[Supplied material]:
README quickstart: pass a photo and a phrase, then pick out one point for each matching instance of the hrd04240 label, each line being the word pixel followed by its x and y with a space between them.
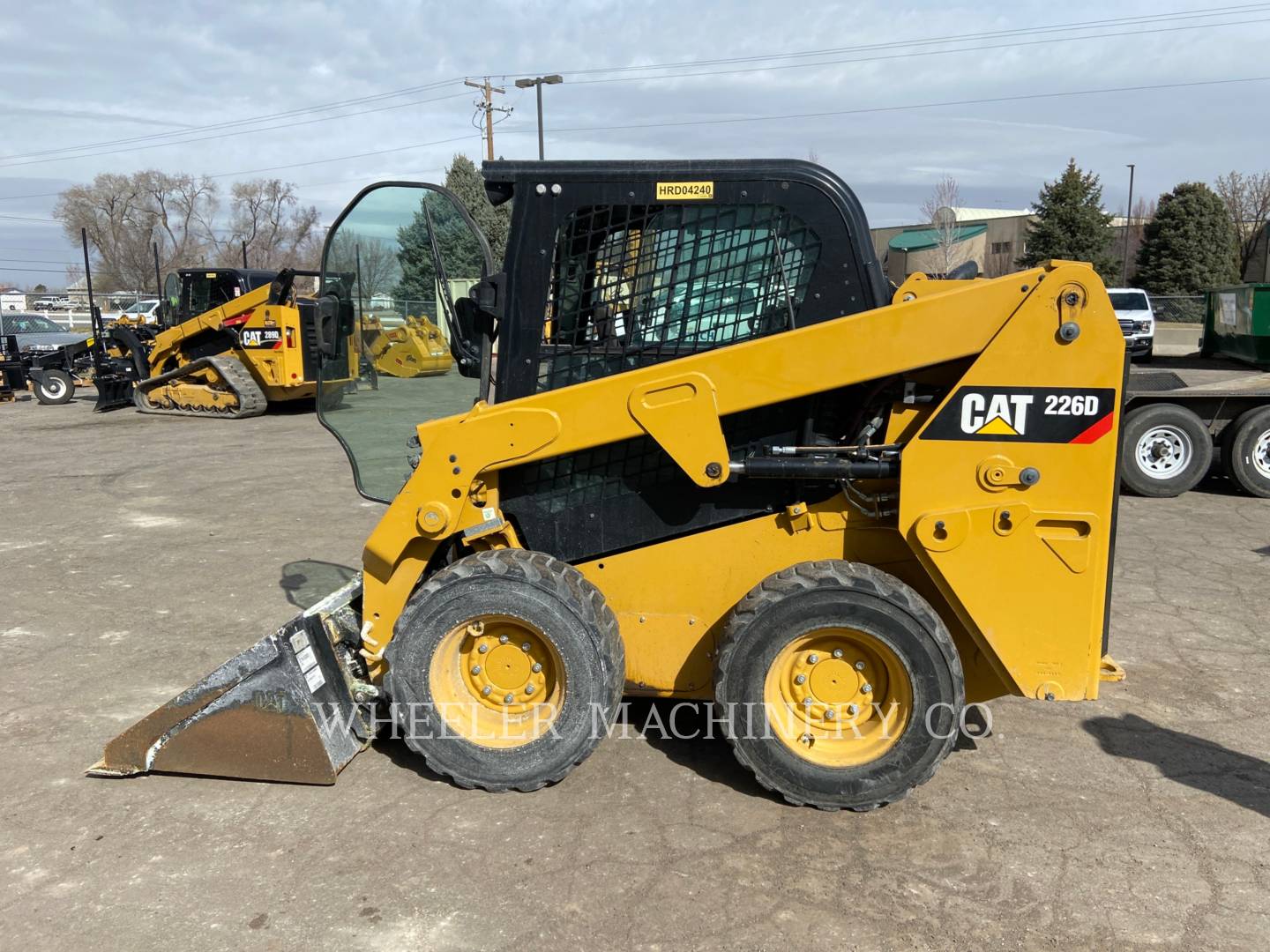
pixel 1025 415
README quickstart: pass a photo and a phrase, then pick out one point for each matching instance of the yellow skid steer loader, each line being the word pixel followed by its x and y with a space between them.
pixel 236 340
pixel 691 447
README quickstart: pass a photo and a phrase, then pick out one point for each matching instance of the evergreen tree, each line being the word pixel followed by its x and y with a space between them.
pixel 465 181
pixel 1071 224
pixel 460 251
pixel 1191 244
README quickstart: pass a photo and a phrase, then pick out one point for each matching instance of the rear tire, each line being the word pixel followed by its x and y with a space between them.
pixel 331 397
pixel 449 695
pixel 822 740
pixel 1246 452
pixel 54 387
pixel 1166 452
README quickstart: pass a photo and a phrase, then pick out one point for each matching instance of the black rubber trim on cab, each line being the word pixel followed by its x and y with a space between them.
pixel 831 593
pixel 565 608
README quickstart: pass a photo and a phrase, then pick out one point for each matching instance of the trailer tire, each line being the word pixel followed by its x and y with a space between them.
pixel 1246 452
pixel 54 386
pixel 839 686
pixel 1168 450
pixel 469 643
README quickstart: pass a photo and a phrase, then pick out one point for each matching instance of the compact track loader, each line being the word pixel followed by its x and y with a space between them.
pixel 236 340
pixel 415 348
pixel 691 449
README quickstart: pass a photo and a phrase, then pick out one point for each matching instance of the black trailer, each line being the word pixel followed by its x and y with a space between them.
pixel 1181 410
pixel 13 374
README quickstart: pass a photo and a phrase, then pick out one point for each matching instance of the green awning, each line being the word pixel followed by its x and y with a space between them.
pixel 926 239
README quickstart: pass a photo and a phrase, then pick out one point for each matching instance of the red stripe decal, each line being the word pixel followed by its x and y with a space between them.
pixel 1097 430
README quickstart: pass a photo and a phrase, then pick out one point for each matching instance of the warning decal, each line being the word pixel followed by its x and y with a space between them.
pixel 1025 415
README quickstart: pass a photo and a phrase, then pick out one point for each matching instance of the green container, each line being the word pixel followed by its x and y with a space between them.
pixel 1237 324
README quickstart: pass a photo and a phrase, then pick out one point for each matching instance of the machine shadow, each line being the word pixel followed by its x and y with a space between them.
pixel 309 580
pixel 1186 759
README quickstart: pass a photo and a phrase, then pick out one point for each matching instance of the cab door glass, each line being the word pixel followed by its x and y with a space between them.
pixel 397 271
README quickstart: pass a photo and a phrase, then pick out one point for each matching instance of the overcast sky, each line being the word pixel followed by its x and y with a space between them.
pixel 84 74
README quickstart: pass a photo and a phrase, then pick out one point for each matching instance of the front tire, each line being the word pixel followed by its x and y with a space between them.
pixel 840 686
pixel 1168 450
pixel 1246 452
pixel 54 387
pixel 505 671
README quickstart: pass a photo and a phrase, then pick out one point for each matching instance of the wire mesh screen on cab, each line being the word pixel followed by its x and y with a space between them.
pixel 638 285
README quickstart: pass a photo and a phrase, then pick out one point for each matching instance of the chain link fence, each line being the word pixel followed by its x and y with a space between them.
pixel 1177 309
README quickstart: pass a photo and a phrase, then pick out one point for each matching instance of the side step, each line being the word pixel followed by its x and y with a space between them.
pixel 283 710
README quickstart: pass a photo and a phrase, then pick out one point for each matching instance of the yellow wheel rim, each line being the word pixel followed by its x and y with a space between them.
pixel 837 697
pixel 497 682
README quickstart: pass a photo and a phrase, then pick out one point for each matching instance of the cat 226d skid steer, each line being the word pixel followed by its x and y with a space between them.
pixel 692 447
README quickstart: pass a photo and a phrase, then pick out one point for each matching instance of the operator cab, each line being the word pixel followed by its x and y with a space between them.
pixel 609 267
pixel 195 291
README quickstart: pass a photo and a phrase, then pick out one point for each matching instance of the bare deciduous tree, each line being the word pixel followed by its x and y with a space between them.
pixel 940 211
pixel 1247 201
pixel 124 215
pixel 268 219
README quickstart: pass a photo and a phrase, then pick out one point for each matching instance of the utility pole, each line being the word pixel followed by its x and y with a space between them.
pixel 1128 227
pixel 488 106
pixel 537 86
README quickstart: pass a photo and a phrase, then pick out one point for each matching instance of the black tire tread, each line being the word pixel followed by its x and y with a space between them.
pixel 551 576
pixel 1236 472
pixel 833 573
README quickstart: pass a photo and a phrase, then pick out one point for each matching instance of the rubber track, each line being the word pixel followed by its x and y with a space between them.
pixel 556 577
pixel 857 576
pixel 236 376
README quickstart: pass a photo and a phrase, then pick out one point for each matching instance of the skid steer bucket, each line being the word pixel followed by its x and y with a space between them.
pixel 283 710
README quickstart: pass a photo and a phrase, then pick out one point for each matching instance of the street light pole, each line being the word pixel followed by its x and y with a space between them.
pixel 537 86
pixel 1128 227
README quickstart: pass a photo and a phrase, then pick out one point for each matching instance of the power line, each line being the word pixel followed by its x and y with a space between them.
pixel 227 135
pixel 990 34
pixel 340 158
pixel 81 152
pixel 915 54
pixel 900 108
pixel 42 195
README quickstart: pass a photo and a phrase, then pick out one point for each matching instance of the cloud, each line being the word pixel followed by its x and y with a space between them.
pixel 111 74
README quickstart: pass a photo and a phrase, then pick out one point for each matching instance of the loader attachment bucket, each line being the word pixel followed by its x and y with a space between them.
pixel 282 710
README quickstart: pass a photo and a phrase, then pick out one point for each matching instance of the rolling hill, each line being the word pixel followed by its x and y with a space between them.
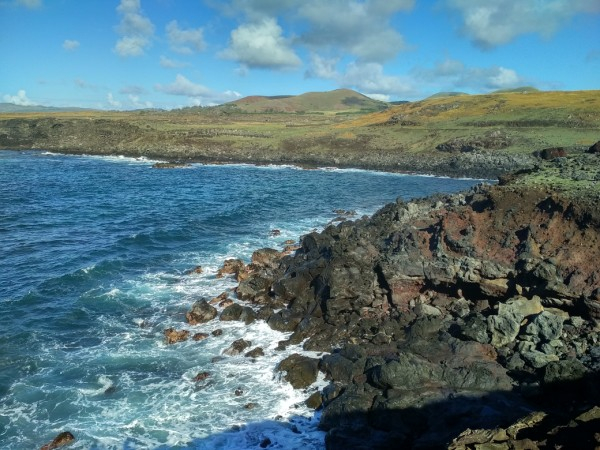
pixel 337 101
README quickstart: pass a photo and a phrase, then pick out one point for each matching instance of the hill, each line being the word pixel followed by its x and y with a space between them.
pixel 521 90
pixel 12 108
pixel 337 101
pixel 479 136
pixel 447 94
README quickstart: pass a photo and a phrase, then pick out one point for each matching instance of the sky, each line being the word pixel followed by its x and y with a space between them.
pixel 131 54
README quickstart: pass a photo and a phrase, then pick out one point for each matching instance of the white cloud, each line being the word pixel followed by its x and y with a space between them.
pixel 196 93
pixel 135 28
pixel 503 78
pixel 85 85
pixel 490 24
pixel 185 41
pixel 132 90
pixel 370 79
pixel 183 86
pixel 365 77
pixel 380 97
pixel 19 99
pixel 450 74
pixel 31 4
pixel 261 45
pixel 171 63
pixel 361 28
pixel 135 102
pixel 70 45
pixel 112 102
pixel 322 67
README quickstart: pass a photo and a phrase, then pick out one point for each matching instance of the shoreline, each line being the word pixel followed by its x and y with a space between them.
pixel 446 302
pixel 178 163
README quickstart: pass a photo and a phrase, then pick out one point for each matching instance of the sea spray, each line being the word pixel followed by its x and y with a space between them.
pixel 96 255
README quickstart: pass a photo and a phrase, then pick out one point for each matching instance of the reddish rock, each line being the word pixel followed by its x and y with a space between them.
pixel 173 336
pixel 64 438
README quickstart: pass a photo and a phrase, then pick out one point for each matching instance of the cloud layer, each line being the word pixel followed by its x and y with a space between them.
pixel 490 24
pixel 261 45
pixel 136 30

[Required work]:
Every entry above needs to be retyped exactly; drop the pictures.

[Exercise response]:
README quickstart: pass a photo and a phrase, then pick out one point for each matching instance of the hrd04240 label, each line being the word pixel followed by its x and y with a space between them.
pixel 1025 415
README quickstart: pass a photo and a phrase, then pick out one point for each matching instance of the yellow skid steer loader, each line being the word pixel followed by its x and y with a space between them.
pixel 236 340
pixel 691 447
README quickstart: pass a photo and a phrase, then pick out one point for each matching instance of the evergreen tree, each line being the word pixel followed by its x and y with a space between them.
pixel 465 181
pixel 1071 224
pixel 460 251
pixel 1191 244
README quickstart: pass a photo and a phrase, then pick out one point for each matching instance of the rear tire, each line being the word pixel followed by its x and y with a space between them.
pixel 331 397
pixel 449 695
pixel 822 740
pixel 1246 452
pixel 54 387
pixel 1166 452
README quickstart: pass a photo and a phrase, then pick out one point for each matching instance of the black rubber trim on cab, each line being the word pixel followed by its x and y with a space between them.
pixel 831 593
pixel 565 608
README quickstart: pass a photo and a phrase, then pick out one point for each matching instance of the trailer tire, each line being the word pixel followed by its x and y with a space between them.
pixel 1246 452
pixel 54 386
pixel 839 686
pixel 1168 450
pixel 469 643
README quickstart: pass a photo and a phrase, then pick out one point for each matching instance of the compact track loader, each line being the word pixel followed by its x and y with a space between them.
pixel 236 340
pixel 415 348
pixel 691 449
README quickstart: pass a photo and a phrase, then pick out one point for each matching instance of the black trailer, each line being the word pixel followed by its x and y with a space between them.
pixel 1181 410
pixel 13 374
README quickstart: pass a photo and a phrase, then pick out one point for each matching instance of the green awning, each line being the word pixel followed by its x and y with a space between them.
pixel 926 239
README quickstart: pass a photo and a phrase, then pick out one point for each matching instance of the red stripe decal, each line being the word pixel followed by its x and y with a space between them.
pixel 1097 430
README quickstart: pass a photo and a phrase, then pick out one point for each matching instance of the warning decal, each line being the word pixel followed by its x and y with a space between them.
pixel 1025 415
README quickstart: pass a photo and a phrase, then pick out one point for each matching instance of the green container, each line being the word pixel followed by its x and y with a space between them.
pixel 1237 324
README quickstart: pass a photo and a phrase, then pick out one point for each matching instance of the machine shadow, each line being the word pixel followed by its x and y with a space between them.
pixel 309 580
pixel 1186 759
README quickstart: pass a photo and a phrase, then pick out one point for each matching instance of the cab door glass, each line being the word pixel followed by its x and y with a space between them.
pixel 397 271
README quickstart: pass a photo and a phrase, then pick out one point for each matching instance of the overcast sky, each line being the word pixel followed by its x and y with a space between them.
pixel 84 74
README quickstart: pass a photo and a phrase, then pick out one point for each matching instance of the front tire, each line being the word pixel followed by its x and y with a space between them.
pixel 840 686
pixel 1168 450
pixel 1246 452
pixel 54 387
pixel 505 671
README quickstart: pass a photo and a phrase, then pick out one point for each matching instance of the wire mesh screen on cab, each line being the word pixel followed by its x and y with a space between them.
pixel 638 285
README quickstart: pass a photo and a phrase, then pick out one point for each matching instance of the chain link fence, each line being the word pixel followed by its x and y with a space between them.
pixel 1177 309
README quickstart: pass a photo and a phrase, then pick out one point for each matching instance of the side step, each line being the word pixel followed by its x and y with a space between them.
pixel 283 710
README quickstart: pass a photo and a phrase, then pick out one point for each matching instance of the yellow wheel rim, each line being the word pixel followed by its x and y with a space between them.
pixel 837 697
pixel 497 682
README quickstart: pass a photo and a phrase, then pick out one point for each matching instance of the cat 226d skid steer, each line being the word pixel followed by its x and y with a space between them.
pixel 692 447
README quickstart: pass a photo and a phrase, then pick out one point for each matching instance of the operator cab, each line being the word pixel followed by its x and y with a space between them.
pixel 609 267
pixel 195 291
README quickstart: pass a photo and a phrase, then pick out one point for each matching instance of the bare deciduous tree, each line being the word pixel followed by its x and y with a space between them.
pixel 940 211
pixel 1247 201
pixel 124 215
pixel 268 219
README quickstart: pass a photo and a phrase, then pick out one point for each matching instance of the utility pole, each line being the word pixel followed by its x and y with a space between them.
pixel 1128 227
pixel 488 106
pixel 537 86
README quickstart: pass a photo and a phrase, then pick out one point for each matching instance of the black tire tread, each line being the word pixel followed by its x and y with a space between them.
pixel 551 576
pixel 1236 472
pixel 833 573
README quickstart: pass a photo and a phrase, then pick out one point for each matching instance of the rubber track, each line being the word pixel followed by its x and y with a space between them.
pixel 556 577
pixel 857 576
pixel 236 376
README quickstart: pass a photo and a phrase, then pick out one point for each matching instance of the skid steer bucket, each line being the word pixel followed by its x and y with a space between them.
pixel 283 710
README quickstart: pass a photo and a phrase, then pick out one point for each matching instance of the street light pole, each line being the word pixel followed by its x and y with a space between them.
pixel 537 86
pixel 1128 227
README quickstart: pass a photo and a phrase, then pick out one point for each matching instance of the power line, each line being the word pixel followed by its x and y with a space between them.
pixel 227 135
pixel 990 34
pixel 340 158
pixel 81 152
pixel 915 54
pixel 900 108
pixel 42 195
README quickstart: pass a photo and a phrase, then pick out one point for each matching instance of the cloud, each line being the word pixel followed by its x and y with a space between them.
pixel 111 74
README quickstart: pass a photo and a phrase, then pick out one point for each matching instance of the loader attachment bucket, each line being the word pixel followed by its x and y with a space between them.
pixel 282 710
README quickstart: pass a photo and a phrase, then pick out one point for each matching instance of the rolling hill, each line being the word pixel followed by its x and y with a space between them.
pixel 337 101
README quickstart: pass a photo and a phrase, then pick out one point for each matching instance of the hill, each line being the word pixel followed by its x and y with a space between them.
pixel 521 90
pixel 12 108
pixel 337 101
pixel 479 136
pixel 447 94
README quickstart: pass a photo and a phrase, then pick out one point for each matching instance of the sky, each line being the word pixel followed by its x and y with a space between them.
pixel 131 54
README quickstart: pass a photo and a phrase, then pick out one point for each matching instance of the white cloud, each line being the word pixel followed by its x and y with a space between them.
pixel 196 93
pixel 135 28
pixel 503 78
pixel 85 85
pixel 490 24
pixel 185 41
pixel 132 90
pixel 370 79
pixel 183 86
pixel 365 77
pixel 380 97
pixel 19 99
pixel 450 74
pixel 31 4
pixel 261 45
pixel 171 63
pixel 361 28
pixel 135 102
pixel 70 45
pixel 112 102
pixel 322 67
README quickstart: pass a photo and a phrase, then pick out one point for each matching instance of the shoreline, each line being the word pixel followed by its x and y with a space between them.
pixel 446 302
pixel 178 163
README quickstart: pass a photo and a phrase, then pick out one point for each matching instance of the sea spray, each line being the word pixel followed by its x and y with a space between them.
pixel 96 255
README quickstart: pass a photo and a phrase, then pick out one point for each matching instance of the reddish rock, each line being the word pixel followed by its x and y with a space between them.
pixel 173 336
pixel 64 438
README quickstart: pass a photo and a phrase, then pick out one point for each matching instance of the cloud layer, each line being the word pixel followed by its x and y with a space between them.
pixel 490 24
pixel 261 45
pixel 136 30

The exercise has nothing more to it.